| Work to be completed |
Quote, without any change, the line that contains "Can you see the roof?" and all lines that follow it to the end of the data below.

| Source records |
_ _ _
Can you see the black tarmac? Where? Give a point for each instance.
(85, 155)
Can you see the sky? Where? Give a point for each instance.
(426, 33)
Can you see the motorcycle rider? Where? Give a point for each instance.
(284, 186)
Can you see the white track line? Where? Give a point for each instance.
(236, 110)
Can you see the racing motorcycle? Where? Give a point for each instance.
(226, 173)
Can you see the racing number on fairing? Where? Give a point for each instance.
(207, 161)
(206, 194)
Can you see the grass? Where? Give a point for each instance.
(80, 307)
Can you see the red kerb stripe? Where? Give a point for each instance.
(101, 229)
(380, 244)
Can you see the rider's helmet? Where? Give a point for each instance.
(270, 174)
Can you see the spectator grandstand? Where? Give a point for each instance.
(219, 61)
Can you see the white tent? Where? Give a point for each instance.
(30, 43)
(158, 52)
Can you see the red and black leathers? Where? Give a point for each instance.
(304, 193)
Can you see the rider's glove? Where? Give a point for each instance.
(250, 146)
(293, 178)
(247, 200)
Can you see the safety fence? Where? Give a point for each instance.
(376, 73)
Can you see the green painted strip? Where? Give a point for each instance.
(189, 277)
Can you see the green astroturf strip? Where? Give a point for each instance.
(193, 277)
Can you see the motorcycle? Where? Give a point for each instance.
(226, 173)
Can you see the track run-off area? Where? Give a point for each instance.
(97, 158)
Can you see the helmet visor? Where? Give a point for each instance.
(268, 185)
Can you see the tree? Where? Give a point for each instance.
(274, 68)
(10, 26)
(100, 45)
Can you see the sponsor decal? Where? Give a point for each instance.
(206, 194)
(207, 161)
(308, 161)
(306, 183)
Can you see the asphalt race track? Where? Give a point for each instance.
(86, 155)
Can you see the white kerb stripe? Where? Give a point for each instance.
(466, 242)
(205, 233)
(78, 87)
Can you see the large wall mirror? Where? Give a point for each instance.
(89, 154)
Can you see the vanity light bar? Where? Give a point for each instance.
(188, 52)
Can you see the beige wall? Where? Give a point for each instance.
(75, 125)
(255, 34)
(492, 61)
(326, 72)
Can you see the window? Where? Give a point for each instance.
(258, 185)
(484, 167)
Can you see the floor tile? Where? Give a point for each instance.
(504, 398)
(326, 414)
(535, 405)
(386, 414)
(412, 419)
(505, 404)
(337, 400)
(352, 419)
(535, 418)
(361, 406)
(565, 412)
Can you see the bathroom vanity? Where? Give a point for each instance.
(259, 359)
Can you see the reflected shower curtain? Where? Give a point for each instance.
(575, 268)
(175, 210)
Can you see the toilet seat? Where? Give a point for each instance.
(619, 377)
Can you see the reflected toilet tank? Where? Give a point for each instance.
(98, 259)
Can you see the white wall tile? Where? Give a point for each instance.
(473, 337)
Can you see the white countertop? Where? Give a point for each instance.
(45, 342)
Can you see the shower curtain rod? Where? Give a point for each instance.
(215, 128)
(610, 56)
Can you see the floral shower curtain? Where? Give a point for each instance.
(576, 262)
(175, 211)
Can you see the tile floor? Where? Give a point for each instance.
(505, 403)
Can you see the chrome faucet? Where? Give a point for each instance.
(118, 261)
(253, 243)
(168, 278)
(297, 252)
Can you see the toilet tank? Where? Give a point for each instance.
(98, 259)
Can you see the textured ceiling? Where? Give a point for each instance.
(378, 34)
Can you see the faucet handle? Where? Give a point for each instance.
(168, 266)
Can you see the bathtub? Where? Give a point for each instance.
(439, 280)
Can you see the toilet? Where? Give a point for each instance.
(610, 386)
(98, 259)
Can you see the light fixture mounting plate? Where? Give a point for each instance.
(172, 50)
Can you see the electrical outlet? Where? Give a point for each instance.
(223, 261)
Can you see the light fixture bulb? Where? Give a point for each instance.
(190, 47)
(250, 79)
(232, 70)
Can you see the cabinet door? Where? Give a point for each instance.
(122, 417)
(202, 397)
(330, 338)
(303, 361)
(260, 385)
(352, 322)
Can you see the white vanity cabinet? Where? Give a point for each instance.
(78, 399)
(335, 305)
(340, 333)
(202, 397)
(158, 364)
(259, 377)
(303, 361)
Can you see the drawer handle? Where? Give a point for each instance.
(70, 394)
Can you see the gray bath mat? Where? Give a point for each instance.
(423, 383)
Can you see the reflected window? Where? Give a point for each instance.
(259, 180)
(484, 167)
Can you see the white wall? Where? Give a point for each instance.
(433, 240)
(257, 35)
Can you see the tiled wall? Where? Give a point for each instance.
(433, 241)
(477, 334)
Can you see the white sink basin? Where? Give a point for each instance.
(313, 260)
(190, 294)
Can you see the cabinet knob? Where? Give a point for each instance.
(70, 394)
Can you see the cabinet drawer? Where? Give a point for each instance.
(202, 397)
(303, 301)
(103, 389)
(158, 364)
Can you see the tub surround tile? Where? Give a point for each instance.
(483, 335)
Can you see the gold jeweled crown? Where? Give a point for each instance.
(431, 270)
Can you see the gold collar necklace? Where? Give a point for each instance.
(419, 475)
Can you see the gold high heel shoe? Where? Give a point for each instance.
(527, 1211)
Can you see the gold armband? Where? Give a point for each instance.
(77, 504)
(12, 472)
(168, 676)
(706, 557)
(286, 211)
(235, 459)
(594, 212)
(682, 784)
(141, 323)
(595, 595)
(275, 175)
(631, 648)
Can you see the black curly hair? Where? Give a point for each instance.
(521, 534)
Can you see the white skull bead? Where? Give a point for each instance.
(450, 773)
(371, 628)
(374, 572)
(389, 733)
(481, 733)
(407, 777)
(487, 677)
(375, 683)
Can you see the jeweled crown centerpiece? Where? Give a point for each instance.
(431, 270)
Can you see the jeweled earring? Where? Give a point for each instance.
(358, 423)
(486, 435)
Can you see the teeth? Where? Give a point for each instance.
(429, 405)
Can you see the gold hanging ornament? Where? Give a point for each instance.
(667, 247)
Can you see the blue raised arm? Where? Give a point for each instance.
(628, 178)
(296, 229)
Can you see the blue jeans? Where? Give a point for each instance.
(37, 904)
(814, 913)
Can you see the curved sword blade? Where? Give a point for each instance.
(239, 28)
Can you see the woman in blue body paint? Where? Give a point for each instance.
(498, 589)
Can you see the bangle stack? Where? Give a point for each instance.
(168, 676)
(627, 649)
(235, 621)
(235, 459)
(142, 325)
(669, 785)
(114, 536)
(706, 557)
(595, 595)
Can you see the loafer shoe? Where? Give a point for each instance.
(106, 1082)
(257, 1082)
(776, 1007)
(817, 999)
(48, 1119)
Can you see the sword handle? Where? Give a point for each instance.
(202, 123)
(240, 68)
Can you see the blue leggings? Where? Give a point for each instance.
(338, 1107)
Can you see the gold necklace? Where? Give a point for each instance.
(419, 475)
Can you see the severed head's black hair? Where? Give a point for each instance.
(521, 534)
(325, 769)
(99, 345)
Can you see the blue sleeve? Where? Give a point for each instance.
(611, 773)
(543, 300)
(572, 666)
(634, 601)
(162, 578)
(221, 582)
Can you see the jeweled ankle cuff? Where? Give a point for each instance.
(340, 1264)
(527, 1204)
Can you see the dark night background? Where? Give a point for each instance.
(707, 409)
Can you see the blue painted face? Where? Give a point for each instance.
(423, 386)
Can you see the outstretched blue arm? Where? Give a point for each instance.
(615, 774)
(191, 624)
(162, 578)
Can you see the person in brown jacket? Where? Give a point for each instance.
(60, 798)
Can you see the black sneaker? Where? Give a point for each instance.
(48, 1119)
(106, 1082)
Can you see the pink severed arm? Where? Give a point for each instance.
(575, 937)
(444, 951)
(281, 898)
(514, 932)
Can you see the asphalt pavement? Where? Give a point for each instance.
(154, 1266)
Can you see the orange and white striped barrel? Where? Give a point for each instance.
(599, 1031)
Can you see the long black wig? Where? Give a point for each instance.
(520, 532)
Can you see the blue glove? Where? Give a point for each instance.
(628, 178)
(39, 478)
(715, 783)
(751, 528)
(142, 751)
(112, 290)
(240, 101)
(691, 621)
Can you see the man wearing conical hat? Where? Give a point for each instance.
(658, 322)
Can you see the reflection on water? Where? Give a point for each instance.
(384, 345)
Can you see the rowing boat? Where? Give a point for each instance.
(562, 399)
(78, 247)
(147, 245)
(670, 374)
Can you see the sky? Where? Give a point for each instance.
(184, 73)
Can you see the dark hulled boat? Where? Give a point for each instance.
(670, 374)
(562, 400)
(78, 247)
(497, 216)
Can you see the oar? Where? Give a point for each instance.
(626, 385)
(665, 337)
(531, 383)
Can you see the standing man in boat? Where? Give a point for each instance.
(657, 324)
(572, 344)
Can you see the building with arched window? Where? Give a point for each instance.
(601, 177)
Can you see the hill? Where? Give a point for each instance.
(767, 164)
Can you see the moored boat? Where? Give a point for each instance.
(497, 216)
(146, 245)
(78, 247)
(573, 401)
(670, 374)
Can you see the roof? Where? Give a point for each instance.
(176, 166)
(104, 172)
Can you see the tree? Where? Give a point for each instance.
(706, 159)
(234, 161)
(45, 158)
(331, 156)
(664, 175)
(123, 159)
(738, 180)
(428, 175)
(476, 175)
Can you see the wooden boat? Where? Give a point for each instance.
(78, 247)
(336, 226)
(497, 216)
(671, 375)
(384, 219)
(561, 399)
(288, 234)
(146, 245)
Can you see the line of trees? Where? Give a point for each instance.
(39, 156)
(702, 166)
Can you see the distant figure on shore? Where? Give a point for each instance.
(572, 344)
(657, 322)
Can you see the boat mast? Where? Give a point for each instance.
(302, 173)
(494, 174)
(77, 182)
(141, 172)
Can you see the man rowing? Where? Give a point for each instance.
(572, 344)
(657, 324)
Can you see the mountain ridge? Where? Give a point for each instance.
_ _ _
| Output for this task |
Can you see the roof? Where? Give a point for each instance.
(176, 166)
(104, 172)
Can you see the tree? Where? Give a point for each instance.
(706, 159)
(234, 161)
(45, 158)
(331, 156)
(664, 175)
(123, 159)
(738, 180)
(428, 175)
(476, 175)
Can you see the wooden boat? Where? Give a point for each instance.
(78, 247)
(336, 226)
(497, 216)
(671, 375)
(384, 219)
(561, 399)
(288, 234)
(146, 245)
Can you see the line of trees? Where? Give a point for each instance.
(39, 156)
(702, 166)
Can you see the distant figure on shore? Where? Give a point for each instance.
(572, 344)
(657, 322)
Can you see the boat mast? Where? Give a point for each instance.
(302, 173)
(494, 174)
(77, 182)
(141, 172)
Can you see the man rowing? Where? Give a point for each instance.
(572, 344)
(657, 324)
Can you see the mountain ridge? Where? Give a point for each instance.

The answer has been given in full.